◆ ABOUT THIS EXERCISE: Find the word "windshield" in the data, then copy each line where it is found.

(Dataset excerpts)

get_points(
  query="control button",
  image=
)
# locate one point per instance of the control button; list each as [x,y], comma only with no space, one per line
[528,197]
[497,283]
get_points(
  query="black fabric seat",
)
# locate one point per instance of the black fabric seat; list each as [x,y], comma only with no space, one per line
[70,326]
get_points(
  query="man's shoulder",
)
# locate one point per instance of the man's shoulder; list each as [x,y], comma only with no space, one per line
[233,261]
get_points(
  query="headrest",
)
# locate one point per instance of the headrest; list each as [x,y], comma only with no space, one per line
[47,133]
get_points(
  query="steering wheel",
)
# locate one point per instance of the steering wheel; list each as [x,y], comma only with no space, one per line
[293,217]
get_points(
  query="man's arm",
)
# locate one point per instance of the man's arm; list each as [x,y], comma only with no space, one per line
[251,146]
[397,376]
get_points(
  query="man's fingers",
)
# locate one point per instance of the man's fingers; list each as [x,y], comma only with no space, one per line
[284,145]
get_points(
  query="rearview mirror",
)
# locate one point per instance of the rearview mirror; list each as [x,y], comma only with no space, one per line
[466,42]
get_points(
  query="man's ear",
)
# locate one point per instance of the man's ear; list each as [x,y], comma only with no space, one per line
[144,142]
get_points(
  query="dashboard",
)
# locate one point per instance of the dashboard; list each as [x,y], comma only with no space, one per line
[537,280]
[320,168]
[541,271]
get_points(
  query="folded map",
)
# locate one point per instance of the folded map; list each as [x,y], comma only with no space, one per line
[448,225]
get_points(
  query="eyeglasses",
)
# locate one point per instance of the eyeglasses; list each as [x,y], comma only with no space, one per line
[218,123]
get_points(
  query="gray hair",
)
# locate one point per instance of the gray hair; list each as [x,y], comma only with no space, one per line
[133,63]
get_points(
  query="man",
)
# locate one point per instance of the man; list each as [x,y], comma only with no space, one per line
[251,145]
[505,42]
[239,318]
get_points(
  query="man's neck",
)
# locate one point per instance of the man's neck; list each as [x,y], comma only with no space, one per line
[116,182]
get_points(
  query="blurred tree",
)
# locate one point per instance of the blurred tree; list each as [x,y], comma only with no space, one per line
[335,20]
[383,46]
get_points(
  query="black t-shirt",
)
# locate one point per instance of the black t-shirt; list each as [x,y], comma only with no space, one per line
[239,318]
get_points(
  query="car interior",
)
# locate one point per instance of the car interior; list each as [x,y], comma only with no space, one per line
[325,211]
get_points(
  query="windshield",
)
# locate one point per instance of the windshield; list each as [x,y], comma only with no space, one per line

◆ EXPECTED OUTPUT:
  query="windshield",
# locate one point per instance of the windshield; list each as [x,y], comma only with no space, one per line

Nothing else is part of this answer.